:: Given passage ::
►
The latest edition of “Call of Duty” is problematic, to say the least.

Imagine you’re a video-game developer. You’ve put your character, Farah Karim, a freedom fighter in the fictional Middle Eastern country of Urzikstan, under the capture of Roman Barkov, a Russian general with no qualms about committing war crimes on any scale. For the past ten days, the general has refused your character food or drink—but on this day, he tells them that he’s going to give them a drink, and leads them out of their cell…to be waterboarded. Now, you have some important choices to make: How do they experience it? Is it a non-playable cut scene? How graphic is it? Do you really show the suffering, or does the screen go black and they just hear the gurgles and maybe feel intense vibration in the controller? Or is it a mini-game, using unique mechanics that are found nowhere else in the experience? Do you gamify being waterboarded?

Well, if you’re Infinity Ward, creators of the Call of Duty franchise and developers of its latest entry, Modern Warfare, the answer to that last question is a resounding yes. And that sure is a choice.

It’s been a strange few years for Call of Duty. While the franchise is still a juggernaut that brings in hundreds of millions of dollars each year, it has fallen hard from a high that saw it surpass $1 billion in global sales on day one for 2013’s Call of Duty: Ghosts, and its cultural relevance has fallen with it.

The series, which launched all the way back in 2003, really came to prominence with 2007’s Call of Duty 4: Modern Warfare, which eschewed its predecessors’ World War II setting and brought the action to the present day while also redefining the way online shooters were designed. From there, things got totally wild: by the time 2016’s Infinite Warfare came around, the series had gone full-on space opera. And it massively underperformed expectations.

Since then, they’ve been throwing spaghetti at the wall. In 2017, the series went back to World War II with a mediocre entry that was made awful by its decision (in 2017) to “very fine people on both sides” Nazis. Last year, things took a hard left as the series dropped the narrative entirely to join the battle royale craze that Fortnite had brought to the mainstream. While Black Ops 4 was an enjoyable take on the genre, it has since been outshined by Apex Legends, developed by Respawn Entertainment, made up of the former heads of Infinity Ward.

It seemed like no one had any clear vision for the future of Call of Duty, and so it’s perhaps inevitable that they would again look to the past. But not as far back as World War II. No, in 2019, we get a new game that shares its name with the 2007 game that defined a generation. This is Call of Duty: Modern Warfare. Again.

But the world is very different today than it was 12 years ago, and though it remains hugely bombastic, it feels far more grounded in today’s world. There may be no Urzikstan, but plenty of moments feel like they were ripped from the headlines—albeit without anyone having read the articles beneath them.

Urzikstan is under the control of Barkov, who is cartoonishly evil in the way he metes out justice, which he does using Russian soldiers as well as his ties to Al-Qatala, the game’s Al-Qaeda analog. The game begins with a suicide bombing in London. You then jump to control a CIA operative trying to capture Barkov’s chemical weapons, since he has apparently used them on civilians. You fight alongside Urzikstani rebels like Farah Karim, who wants to reclaim her country from the dictatorship. All of this is explicitly a proxy war.
◄
:: Written task 1 ::
Summarize the Call of Duty review in two sentences.
:: Written task 2 ::
According to the Call of Duty review, in what year did the series launch?
:: Written task 3 ::
Translate this sentence from the Call of Duty review into Spanish: "It’s been a strange few years for Call of Duty."
The lines after the Call of Duty review have nothing to do with it.

:: Stored data ::
►
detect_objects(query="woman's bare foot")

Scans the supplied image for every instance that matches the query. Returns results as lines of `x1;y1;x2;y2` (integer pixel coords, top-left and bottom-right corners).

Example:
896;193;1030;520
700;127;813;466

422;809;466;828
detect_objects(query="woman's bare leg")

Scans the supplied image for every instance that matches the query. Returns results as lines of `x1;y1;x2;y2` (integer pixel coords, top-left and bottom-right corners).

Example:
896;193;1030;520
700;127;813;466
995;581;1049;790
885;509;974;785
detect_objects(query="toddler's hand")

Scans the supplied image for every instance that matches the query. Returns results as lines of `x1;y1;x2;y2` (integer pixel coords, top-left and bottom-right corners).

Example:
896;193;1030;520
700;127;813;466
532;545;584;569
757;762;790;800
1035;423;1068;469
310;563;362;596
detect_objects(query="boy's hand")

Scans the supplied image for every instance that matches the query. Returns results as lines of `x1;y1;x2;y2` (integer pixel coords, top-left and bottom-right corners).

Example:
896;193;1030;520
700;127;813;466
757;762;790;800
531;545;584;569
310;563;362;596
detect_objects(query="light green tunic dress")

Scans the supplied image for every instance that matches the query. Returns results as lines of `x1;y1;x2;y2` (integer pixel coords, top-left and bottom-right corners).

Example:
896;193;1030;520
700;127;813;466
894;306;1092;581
◄
:: Exercise response 1 ::
In Call of Duty: Modern Warfare, its 2019 entry that shares a name with the 2007 game, Infinity Ward chooses to gamify the waterboarding of the character Farah Karim. The review sets this against a strange few years for the franchise, which fell from over $1 billion in day-one sales in 2013 and tried space opera, World War II, and battle royale before looking to the past again.

:: Exercise response 2 ::
2003

:: Exercise response 3 ::
Han sido unos años extraños para Call of Duty.